Problem to solve
Would you restate each entry word for word, omitting the pictures?

Records shown
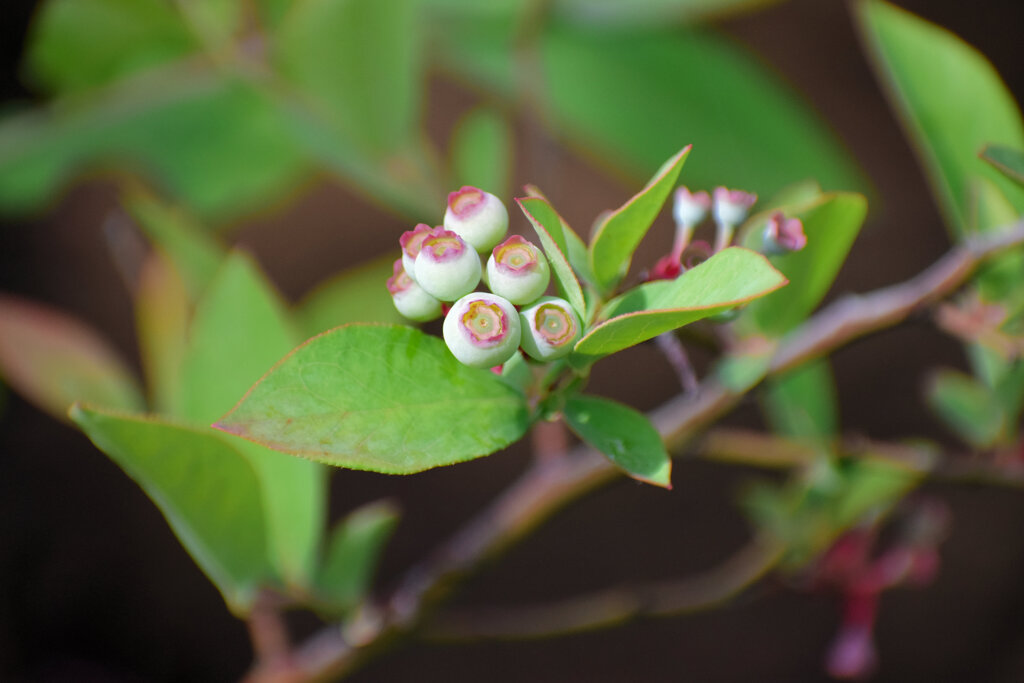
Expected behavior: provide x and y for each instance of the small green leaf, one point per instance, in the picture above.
(617, 236)
(240, 330)
(972, 411)
(384, 398)
(1008, 161)
(548, 225)
(832, 223)
(53, 359)
(950, 99)
(355, 545)
(481, 152)
(730, 278)
(207, 491)
(623, 434)
(356, 295)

Written answer
Expected behavior: provide x and y for each instance of the small green leaf, one point per instance, in the picture above.
(617, 236)
(240, 330)
(972, 411)
(384, 398)
(1008, 161)
(548, 225)
(832, 223)
(53, 359)
(950, 99)
(355, 545)
(481, 152)
(730, 278)
(207, 491)
(623, 434)
(356, 295)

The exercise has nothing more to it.